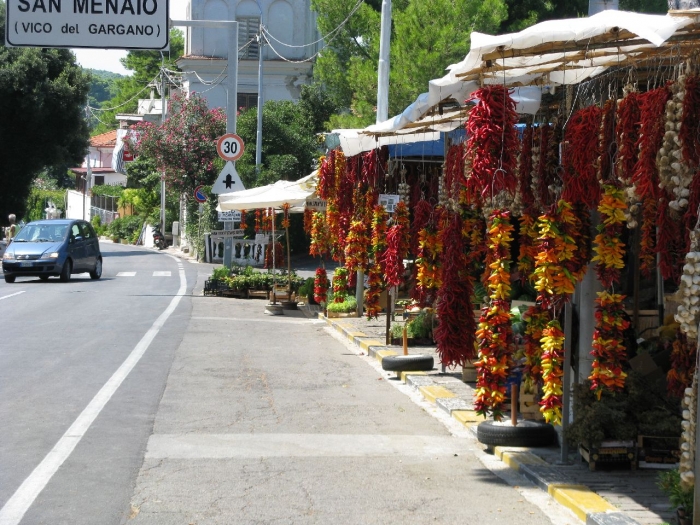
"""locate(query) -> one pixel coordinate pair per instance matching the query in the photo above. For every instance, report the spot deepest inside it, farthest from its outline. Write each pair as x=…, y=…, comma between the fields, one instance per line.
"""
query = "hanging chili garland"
x=321, y=285
x=454, y=334
x=494, y=334
x=340, y=284
x=375, y=284
x=580, y=153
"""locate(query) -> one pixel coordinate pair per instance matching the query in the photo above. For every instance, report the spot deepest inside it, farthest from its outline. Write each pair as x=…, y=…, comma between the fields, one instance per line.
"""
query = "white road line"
x=22, y=499
x=11, y=295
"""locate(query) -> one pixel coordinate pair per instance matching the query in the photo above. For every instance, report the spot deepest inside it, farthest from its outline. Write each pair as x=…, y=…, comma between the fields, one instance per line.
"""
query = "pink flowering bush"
x=184, y=146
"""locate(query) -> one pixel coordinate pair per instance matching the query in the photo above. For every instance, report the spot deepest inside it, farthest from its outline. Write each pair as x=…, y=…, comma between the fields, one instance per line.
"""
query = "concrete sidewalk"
x=612, y=497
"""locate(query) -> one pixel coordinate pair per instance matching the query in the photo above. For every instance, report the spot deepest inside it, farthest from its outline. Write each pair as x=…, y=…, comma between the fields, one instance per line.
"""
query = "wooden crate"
x=613, y=454
x=658, y=452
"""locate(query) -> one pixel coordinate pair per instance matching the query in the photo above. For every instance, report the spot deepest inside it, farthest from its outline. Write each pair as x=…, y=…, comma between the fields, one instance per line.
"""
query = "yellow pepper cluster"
x=609, y=248
x=552, y=373
x=609, y=352
x=528, y=245
x=556, y=248
x=429, y=275
x=494, y=333
x=537, y=318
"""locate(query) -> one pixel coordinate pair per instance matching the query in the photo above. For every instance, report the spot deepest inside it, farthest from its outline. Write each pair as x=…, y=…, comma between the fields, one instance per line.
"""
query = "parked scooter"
x=159, y=239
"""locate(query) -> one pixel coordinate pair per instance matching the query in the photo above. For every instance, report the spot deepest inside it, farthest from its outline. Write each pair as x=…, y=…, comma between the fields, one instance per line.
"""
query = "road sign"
x=227, y=181
x=236, y=234
x=230, y=147
x=199, y=195
x=113, y=24
x=230, y=216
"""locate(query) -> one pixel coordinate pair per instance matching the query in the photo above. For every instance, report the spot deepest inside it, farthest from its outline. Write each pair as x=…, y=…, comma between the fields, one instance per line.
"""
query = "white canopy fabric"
x=274, y=195
x=537, y=59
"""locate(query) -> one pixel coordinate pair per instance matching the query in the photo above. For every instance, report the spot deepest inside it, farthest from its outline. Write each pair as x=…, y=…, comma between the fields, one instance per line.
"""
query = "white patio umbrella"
x=275, y=196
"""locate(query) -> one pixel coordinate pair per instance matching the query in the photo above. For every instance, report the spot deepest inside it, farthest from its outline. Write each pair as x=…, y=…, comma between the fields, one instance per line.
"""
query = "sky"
x=108, y=59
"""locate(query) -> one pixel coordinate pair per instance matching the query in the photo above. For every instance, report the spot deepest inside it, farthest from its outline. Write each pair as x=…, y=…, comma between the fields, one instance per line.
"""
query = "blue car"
x=58, y=247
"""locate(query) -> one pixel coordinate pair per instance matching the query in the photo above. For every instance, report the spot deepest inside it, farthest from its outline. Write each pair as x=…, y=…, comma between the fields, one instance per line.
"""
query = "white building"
x=286, y=59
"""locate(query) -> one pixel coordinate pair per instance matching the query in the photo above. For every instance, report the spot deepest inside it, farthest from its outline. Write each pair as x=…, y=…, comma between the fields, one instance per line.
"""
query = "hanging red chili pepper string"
x=492, y=143
x=454, y=334
x=579, y=156
x=376, y=269
x=494, y=333
x=321, y=285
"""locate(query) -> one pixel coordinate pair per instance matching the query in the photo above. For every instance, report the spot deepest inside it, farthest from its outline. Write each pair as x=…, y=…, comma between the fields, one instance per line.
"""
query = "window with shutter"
x=248, y=28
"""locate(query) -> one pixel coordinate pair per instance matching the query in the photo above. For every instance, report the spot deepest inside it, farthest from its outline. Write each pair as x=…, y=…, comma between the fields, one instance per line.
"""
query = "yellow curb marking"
x=580, y=499
x=404, y=375
x=366, y=344
x=382, y=353
x=431, y=393
x=467, y=417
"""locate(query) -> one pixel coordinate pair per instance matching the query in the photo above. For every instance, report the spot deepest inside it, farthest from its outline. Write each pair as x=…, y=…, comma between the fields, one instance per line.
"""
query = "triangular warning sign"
x=227, y=181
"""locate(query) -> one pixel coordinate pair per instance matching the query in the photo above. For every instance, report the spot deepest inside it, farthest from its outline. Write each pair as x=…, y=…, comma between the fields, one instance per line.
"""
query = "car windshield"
x=42, y=233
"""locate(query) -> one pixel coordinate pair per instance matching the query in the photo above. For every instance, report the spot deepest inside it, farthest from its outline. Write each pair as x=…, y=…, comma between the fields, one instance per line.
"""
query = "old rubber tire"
x=407, y=363
x=65, y=271
x=525, y=434
x=96, y=273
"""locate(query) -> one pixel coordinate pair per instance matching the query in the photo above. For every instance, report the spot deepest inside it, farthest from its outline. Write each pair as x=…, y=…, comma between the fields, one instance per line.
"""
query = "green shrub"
x=349, y=305
x=125, y=228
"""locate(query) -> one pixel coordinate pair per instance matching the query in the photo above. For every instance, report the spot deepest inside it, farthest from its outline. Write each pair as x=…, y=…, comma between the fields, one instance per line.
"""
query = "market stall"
x=592, y=196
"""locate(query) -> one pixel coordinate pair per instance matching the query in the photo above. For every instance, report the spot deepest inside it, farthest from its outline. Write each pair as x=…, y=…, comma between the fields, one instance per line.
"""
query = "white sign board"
x=236, y=234
x=104, y=24
x=230, y=216
x=316, y=204
x=389, y=202
x=228, y=180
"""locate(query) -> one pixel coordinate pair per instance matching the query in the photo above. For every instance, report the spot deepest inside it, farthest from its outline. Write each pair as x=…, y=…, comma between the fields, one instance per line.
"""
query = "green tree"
x=42, y=98
x=427, y=36
x=289, y=145
x=146, y=67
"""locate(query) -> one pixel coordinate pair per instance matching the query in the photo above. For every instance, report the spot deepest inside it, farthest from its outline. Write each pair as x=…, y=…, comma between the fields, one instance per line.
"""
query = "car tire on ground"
x=97, y=272
x=524, y=434
x=65, y=271
x=408, y=363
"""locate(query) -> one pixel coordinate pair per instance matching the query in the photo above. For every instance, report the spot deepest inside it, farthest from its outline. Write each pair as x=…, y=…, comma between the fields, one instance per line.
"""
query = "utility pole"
x=382, y=115
x=258, y=136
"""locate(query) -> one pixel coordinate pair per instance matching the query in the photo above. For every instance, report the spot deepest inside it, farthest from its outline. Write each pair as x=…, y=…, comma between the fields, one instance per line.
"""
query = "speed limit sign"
x=230, y=147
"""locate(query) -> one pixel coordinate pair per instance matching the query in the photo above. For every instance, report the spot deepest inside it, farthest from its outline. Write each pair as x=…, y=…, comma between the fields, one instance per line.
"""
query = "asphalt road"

★ ★ ★ ★ ★ ★ ★

(Task objective) An exact transcription of all the entries is required, without the pictures.

(Response)
"""locate(query) -> one pixel coordinate pair per instance matching the query in the photo above. For every instance, report the spot deepest inside it, farthest from its outline. Write each pair as x=…, y=…, comma between the fields, one instance per line.
"""
query = "hanging chili garland"
x=321, y=285
x=454, y=334
x=494, y=334
x=340, y=284
x=375, y=284
x=580, y=153
"""locate(query) -> one pixel coordinate pair per instance matching the query in the photo above. For every instance, report the spot deepest inside it, farthest from its outline. Write each pair as x=…, y=…, comma between the fields, one instance per line.
"""
query = "white road line"
x=22, y=499
x=11, y=295
"""locate(query) -> one pixel coordinate pair per instance matching the query in the photo above. For every instance, report the spot deepest inside it, farthest from its outline. Write each pair as x=…, y=…, comma between the fields, one instance per line.
"""
query = "pink flowering bush"
x=184, y=146
"""locate(query) -> one pixel coordinate pair per instance matching the query in the photo above. For every instance, report the spot deepest inside it, farthest from its outline. Write each pair as x=…, y=…, comma between the fields, one instance per line.
"""
query = "concrete sidewalk"
x=612, y=497
"""locate(query) -> one pixel coordinate pair per instance matching the query in the photo above. For every instance, report the spot deepest inside it, farthest from its outline. Write each pair as x=…, y=…, comma between the fields, one instance per line.
"""
query = "wooden crate"
x=613, y=454
x=658, y=452
"""locate(query) -> one pixel coordinate pair per instance matching the query in the photo above. For every instance, report the spot deepest inside it, farthest from its outline. Write each pair as x=…, y=…, comma between the fields, one instance per line.
"""
query = "yellow pepper cluster"
x=609, y=248
x=552, y=373
x=609, y=352
x=528, y=245
x=556, y=248
x=429, y=275
x=494, y=333
x=537, y=318
"""locate(query) -> one pixel coordinate pair per instance matching the query in the photo above. For every instance, report the spot deepest inside it, farthest from its outline. Write each pair as x=…, y=…, comma between the fields, one instance per line.
"""
query = "parked scooter"
x=159, y=239
"""locate(query) -> one pixel coordinate pair per instance matching the query in the photo above. For every instance, report the spot deepest inside it, farthest from its outline. Write each pair as x=…, y=…, comma between the fields, one instance per line.
"""
query = "road sign"
x=227, y=181
x=236, y=234
x=230, y=147
x=199, y=195
x=113, y=24
x=230, y=216
"""locate(query) -> one pixel coordinate pair per instance matching the query in the photo above. For every instance, report the spot deepest inside it, farthest from its outline. Write each pair as x=…, y=…, comma between the fields, one instance per line.
"""
query = "white canopy fabric"
x=274, y=195
x=537, y=59
"""locate(query) -> one pixel coordinate pair per instance matching the query in the photo above. For every instance, report the spot deepest inside it, farthest from its outline. Write each pair as x=…, y=…, comma between the fields, one instance per line.
"""
query = "white patio umbrella"
x=275, y=196
"""locate(query) -> one pixel coordinate pair per instance matching the query in the photo above. For every instance, report the spot deepest inside it, farthest from its outline. Write each pair as x=…, y=…, comma between the fields, one instance per line.
"""
query = "sky"
x=108, y=59
"""locate(query) -> one pixel coordinate pair per instance matching the query in the photo above. For every instance, report the spot deepest inside it, farthest from its outline. Write each pair as x=…, y=…, comma between the fields, one instance per line.
"""
query = "blue car"
x=58, y=247
"""locate(query) -> one pixel coordinate pair per instance matching the query in the photo above. For every instance, report the spot deepest inside it, farthest from its outline. Write each pair as x=…, y=…, comma between the fields, one instance per line.
"""
query = "white building"
x=286, y=59
"""locate(query) -> one pixel coordinate pair per instance matching the query in the photo above. For every instance, report the spot deepest inside it, farthest from its outline. Write each pair as x=…, y=…, comma between the fields, one instance per line.
"""
query = "hanging red chili pepper string"
x=492, y=143
x=454, y=334
x=579, y=156
x=376, y=269
x=494, y=333
x=321, y=285
"""locate(query) -> one pixel coordinate pair per instance matching the query in the photo above. For every instance, report the spot deepest inside it, farthest from its outline. Write each pair as x=…, y=…, comma between the fields, one instance per line.
"""
query = "window with shutter"
x=248, y=28
"""locate(query) -> one pixel coordinate pair per instance matching the query in the photo above. For every instance, report the spot deepest inside it, farthest from its outline. Write each pair as x=…, y=…, comma between the fields, one instance per line.
"""
query = "yellow curb marking"
x=580, y=499
x=404, y=375
x=366, y=344
x=382, y=353
x=431, y=393
x=467, y=417
"""locate(query) -> one pixel coordinate pair per instance matching the query in the photo above. For every instance, report the spot deepest inside it, farthest from its outline. Write each pair as x=…, y=…, comma between the fields, one instance per line.
"""
query = "triangular warning sign"
x=227, y=181
"""locate(query) -> one pixel coordinate pair per instance matching the query in the photo above. For every instance, report the spot deepest inside it, farthest from its outline. Write each pair as x=…, y=…, comma between the fields, one instance per line.
"""
query = "car windshield"
x=42, y=233
"""locate(query) -> one pixel coordinate pair per instance matching the query in the photo above. For every instance, report the spot deepest inside it, farthest from its outline. Write each pair as x=…, y=…, comma between the fields, one instance per line.
"""
query = "old rubber tire"
x=407, y=363
x=65, y=271
x=525, y=434
x=96, y=273
"""locate(query) -> one pixel coordinate pair per instance matching the query in the photo above. For every instance, report the spot deepest inside it, farthest from its outline. Write each pair as x=…, y=…, comma between the fields, one instance per line.
"""
query = "green shrub"
x=349, y=305
x=125, y=228
"""locate(query) -> one pixel coordinate pair per instance matching the query in the photo above. For every instance, report the spot deepest inside it, farthest from its outline. Write each pair as x=…, y=…, comma between the fields, one instance per line.
"""
query = "market stall"
x=592, y=196
"""locate(query) -> one pixel coordinate pair per instance matching the query in the photo above. For every instance, report the spot deepest inside it, farthest from its outline. Write each pair as x=…, y=…, comma between the fields, one instance per line.
"""
query = "white sign board"
x=236, y=234
x=104, y=24
x=230, y=216
x=316, y=204
x=389, y=202
x=228, y=180
"""locate(query) -> one pixel coordinate pair per instance matching the query in the photo above. For every instance, report the spot deepest inside it, farthest from its outline. Write each pair as x=…, y=…, comma between the fields, one instance per line.
"""
query = "green tree"
x=42, y=98
x=427, y=36
x=289, y=145
x=146, y=67
"""locate(query) -> one pixel coordinate pair per instance matching the query in the photo above. For every instance, report the spot deepest inside it, farthest from its outline. Write each pair as x=…, y=…, comma between the fields, one instance per line.
"""
query = "car tire on ground"
x=97, y=272
x=524, y=434
x=65, y=271
x=408, y=363
"""locate(query) -> one pixel coordinate pair per instance matching the query in the photo above. For every instance, report the spot deepest inside it, farthest from its outline. Write each pair as x=…, y=…, comma between the fields, one instance per line.
"""
query = "utility pole"
x=382, y=115
x=258, y=136
"""locate(query) -> one pixel coordinate pair per instance matching the query in the photo above. For every instance, report the spot deepest inside it, farthest from its outline. Write each pair as x=…, y=…, comma between the fields, one instance per line.
"""
query = "speed limit sign"
x=230, y=147
"""locate(query) -> one pixel coordinate pair per instance matching the query in the photo above. For every instance, report the spot deepest inside it, farthest from its outline. Write each pair as x=…, y=…, comma between the fields, one instance per line.
"""
query = "asphalt road"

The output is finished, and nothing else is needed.